▶ **Directions for this task**: Below are rows. List every line in them that contains the word "truck".

▶ **Data for the task**:
_ _ _

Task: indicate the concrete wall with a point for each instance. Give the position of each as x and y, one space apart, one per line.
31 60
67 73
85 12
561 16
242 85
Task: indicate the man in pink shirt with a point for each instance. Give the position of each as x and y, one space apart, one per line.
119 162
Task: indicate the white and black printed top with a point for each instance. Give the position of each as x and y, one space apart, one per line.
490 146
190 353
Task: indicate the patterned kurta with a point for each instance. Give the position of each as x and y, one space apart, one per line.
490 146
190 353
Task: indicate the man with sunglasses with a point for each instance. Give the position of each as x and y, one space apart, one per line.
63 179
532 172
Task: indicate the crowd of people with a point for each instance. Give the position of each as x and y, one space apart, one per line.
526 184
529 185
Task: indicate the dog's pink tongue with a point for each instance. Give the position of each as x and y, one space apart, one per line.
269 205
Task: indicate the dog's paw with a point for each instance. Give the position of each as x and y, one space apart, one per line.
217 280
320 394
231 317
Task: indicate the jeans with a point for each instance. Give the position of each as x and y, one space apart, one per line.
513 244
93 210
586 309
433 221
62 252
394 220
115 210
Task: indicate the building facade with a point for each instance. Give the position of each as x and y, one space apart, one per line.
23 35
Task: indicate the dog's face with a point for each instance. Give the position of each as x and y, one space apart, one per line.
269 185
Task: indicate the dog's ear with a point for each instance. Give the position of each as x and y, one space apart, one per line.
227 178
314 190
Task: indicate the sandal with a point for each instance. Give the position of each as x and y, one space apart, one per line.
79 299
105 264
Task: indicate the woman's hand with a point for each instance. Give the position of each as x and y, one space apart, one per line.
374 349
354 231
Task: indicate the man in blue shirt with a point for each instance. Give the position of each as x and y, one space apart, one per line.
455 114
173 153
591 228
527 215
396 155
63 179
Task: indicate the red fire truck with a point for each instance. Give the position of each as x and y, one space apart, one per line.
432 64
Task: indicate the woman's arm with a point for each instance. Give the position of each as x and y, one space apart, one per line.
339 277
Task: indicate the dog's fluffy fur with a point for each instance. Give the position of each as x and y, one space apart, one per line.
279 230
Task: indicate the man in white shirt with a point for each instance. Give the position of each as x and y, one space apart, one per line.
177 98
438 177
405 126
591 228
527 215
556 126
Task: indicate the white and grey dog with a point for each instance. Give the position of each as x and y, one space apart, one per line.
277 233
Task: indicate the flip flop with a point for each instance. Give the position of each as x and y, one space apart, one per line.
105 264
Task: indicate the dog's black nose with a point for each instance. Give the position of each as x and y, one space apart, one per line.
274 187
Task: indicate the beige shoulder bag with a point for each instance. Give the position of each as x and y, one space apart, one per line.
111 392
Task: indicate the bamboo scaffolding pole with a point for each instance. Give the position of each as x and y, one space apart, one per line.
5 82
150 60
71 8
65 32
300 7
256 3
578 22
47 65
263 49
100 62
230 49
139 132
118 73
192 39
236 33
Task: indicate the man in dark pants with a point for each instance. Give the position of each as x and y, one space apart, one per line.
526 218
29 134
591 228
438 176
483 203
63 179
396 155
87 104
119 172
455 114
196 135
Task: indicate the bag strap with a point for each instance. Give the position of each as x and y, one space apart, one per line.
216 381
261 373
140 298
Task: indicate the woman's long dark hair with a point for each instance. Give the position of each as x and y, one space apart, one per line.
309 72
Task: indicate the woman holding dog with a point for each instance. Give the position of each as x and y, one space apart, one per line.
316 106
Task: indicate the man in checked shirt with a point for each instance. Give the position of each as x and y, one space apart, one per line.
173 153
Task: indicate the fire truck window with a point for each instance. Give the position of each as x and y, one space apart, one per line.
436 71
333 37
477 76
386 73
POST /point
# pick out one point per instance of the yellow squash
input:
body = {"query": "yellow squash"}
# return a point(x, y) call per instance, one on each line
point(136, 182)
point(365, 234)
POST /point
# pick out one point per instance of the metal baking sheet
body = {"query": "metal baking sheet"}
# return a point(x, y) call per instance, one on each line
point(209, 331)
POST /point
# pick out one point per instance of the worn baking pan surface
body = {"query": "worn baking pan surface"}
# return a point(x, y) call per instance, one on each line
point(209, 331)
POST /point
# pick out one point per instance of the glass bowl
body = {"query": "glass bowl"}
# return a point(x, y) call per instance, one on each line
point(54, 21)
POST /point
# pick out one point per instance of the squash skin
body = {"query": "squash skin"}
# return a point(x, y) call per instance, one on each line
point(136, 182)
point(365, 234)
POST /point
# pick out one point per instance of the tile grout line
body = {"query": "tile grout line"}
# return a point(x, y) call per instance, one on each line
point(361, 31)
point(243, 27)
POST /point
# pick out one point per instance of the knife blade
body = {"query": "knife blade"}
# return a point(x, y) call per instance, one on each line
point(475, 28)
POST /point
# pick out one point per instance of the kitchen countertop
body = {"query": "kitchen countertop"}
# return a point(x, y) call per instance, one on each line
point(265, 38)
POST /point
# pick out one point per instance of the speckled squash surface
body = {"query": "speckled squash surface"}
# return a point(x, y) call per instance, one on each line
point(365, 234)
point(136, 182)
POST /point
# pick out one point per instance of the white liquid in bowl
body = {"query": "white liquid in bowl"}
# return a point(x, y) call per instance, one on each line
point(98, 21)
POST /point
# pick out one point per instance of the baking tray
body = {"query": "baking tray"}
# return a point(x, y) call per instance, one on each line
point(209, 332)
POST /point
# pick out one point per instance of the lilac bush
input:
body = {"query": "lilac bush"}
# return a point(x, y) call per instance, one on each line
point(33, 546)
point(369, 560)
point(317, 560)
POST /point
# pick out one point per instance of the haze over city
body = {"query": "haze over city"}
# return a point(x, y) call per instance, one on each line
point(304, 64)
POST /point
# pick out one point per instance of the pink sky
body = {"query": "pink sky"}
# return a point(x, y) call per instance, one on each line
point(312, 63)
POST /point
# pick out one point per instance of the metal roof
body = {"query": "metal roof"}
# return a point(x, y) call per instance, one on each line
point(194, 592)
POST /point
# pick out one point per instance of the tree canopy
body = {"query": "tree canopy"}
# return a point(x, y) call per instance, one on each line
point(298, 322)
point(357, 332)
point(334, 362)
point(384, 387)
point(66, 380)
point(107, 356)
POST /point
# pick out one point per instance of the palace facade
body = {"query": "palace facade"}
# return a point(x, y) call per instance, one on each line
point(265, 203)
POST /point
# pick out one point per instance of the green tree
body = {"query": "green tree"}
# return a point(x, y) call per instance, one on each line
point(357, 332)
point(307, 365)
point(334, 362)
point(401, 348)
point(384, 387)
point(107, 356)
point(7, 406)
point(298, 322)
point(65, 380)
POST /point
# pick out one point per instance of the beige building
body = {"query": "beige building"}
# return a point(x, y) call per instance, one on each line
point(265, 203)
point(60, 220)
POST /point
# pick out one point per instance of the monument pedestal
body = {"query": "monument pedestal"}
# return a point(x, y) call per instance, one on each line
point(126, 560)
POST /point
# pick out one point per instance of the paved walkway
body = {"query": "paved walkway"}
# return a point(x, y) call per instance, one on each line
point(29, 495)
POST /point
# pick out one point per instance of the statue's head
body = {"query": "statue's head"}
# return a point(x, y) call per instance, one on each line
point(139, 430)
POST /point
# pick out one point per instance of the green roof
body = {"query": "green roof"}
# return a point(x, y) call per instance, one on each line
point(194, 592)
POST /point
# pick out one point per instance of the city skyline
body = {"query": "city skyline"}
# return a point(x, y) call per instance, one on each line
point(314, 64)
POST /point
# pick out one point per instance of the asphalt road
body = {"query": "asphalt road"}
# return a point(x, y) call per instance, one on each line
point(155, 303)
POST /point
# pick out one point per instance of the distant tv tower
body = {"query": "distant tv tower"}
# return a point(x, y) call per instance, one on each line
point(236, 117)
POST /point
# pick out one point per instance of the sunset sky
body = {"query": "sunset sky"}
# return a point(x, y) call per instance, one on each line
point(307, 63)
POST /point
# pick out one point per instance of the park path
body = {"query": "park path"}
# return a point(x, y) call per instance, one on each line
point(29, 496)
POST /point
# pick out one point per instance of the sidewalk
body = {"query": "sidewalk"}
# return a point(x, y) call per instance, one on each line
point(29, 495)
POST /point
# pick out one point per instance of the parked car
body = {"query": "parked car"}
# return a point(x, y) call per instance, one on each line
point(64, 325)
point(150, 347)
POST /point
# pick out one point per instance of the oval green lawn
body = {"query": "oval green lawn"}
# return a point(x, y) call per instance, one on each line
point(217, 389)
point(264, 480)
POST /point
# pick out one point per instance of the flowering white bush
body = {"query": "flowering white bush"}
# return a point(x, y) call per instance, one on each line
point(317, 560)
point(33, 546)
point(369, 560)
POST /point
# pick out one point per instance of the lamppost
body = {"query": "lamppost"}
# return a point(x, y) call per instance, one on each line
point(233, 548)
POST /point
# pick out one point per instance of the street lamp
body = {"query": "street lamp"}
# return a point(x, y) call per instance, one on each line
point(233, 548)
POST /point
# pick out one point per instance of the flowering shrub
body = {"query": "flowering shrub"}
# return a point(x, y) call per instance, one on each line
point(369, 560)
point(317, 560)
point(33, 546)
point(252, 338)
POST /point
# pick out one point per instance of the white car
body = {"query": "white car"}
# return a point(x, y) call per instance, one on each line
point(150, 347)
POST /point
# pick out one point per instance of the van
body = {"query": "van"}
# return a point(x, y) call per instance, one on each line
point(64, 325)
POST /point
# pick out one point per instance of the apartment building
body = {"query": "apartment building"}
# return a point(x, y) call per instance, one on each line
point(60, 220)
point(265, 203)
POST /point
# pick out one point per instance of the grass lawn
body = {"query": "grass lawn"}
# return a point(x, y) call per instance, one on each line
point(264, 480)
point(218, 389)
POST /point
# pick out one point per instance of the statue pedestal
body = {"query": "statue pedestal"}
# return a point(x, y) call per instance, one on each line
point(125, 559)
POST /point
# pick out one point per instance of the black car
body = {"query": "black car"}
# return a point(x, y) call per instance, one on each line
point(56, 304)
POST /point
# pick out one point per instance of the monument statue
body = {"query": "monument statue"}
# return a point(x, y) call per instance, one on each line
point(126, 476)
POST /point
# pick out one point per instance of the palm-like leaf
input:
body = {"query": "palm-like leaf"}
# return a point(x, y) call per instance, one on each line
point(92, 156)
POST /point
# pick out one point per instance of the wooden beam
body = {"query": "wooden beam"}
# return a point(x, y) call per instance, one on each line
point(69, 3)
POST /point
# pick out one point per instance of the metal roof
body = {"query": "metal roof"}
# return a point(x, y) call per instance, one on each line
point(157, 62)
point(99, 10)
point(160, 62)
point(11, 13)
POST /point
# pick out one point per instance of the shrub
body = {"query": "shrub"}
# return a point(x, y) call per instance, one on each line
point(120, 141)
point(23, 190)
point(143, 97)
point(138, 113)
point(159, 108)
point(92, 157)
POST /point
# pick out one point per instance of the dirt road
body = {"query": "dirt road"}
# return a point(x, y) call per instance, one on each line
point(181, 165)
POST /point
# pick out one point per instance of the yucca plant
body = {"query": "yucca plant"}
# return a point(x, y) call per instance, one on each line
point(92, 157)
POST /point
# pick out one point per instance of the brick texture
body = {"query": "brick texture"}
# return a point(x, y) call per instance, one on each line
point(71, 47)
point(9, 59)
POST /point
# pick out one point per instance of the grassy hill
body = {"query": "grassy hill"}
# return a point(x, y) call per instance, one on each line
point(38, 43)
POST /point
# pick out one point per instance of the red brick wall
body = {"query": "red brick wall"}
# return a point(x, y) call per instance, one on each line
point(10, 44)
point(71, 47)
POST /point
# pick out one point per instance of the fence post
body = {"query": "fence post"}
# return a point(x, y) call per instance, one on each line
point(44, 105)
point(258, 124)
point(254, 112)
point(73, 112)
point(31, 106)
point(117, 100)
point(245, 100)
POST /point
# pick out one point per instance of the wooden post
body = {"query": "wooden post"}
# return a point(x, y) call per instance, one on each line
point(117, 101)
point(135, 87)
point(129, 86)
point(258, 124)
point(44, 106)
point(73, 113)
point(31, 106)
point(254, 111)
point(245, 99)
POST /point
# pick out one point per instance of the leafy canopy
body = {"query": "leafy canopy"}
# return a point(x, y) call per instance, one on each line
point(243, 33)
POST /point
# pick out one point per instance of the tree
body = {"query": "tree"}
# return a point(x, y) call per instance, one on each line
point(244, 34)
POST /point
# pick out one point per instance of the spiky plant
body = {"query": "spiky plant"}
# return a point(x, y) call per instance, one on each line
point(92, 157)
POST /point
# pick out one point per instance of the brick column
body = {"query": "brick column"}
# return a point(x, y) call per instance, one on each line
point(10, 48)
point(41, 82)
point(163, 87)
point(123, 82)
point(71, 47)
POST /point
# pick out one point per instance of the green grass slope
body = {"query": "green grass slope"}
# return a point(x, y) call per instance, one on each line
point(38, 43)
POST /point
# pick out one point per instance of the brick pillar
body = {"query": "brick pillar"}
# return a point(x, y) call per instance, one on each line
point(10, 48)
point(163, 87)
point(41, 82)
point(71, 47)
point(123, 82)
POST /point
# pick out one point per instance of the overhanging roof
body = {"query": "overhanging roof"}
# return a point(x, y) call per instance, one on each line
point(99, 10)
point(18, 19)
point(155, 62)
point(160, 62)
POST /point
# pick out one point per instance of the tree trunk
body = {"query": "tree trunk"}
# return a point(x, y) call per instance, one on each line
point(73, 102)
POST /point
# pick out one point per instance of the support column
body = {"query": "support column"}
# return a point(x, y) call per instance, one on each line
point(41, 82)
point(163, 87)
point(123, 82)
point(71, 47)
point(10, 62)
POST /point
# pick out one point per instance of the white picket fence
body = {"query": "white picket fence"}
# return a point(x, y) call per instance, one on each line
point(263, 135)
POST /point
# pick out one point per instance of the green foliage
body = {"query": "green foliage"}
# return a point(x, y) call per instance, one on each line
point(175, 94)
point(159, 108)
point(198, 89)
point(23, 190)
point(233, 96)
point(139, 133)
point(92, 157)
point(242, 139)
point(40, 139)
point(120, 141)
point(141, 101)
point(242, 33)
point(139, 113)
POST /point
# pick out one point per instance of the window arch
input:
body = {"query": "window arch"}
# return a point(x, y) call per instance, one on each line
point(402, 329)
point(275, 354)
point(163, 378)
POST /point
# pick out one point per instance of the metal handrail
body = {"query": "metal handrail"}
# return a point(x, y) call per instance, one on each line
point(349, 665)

_ _ _

▶ **Complete answer**:
Task: indicate the red fire truck with a point for each instance. Give the position of each as x and y, one space apart, one per line.
Task: indicate the fire truck window with a point for each instance. Give the position of each as x and y, one space apart, one per line.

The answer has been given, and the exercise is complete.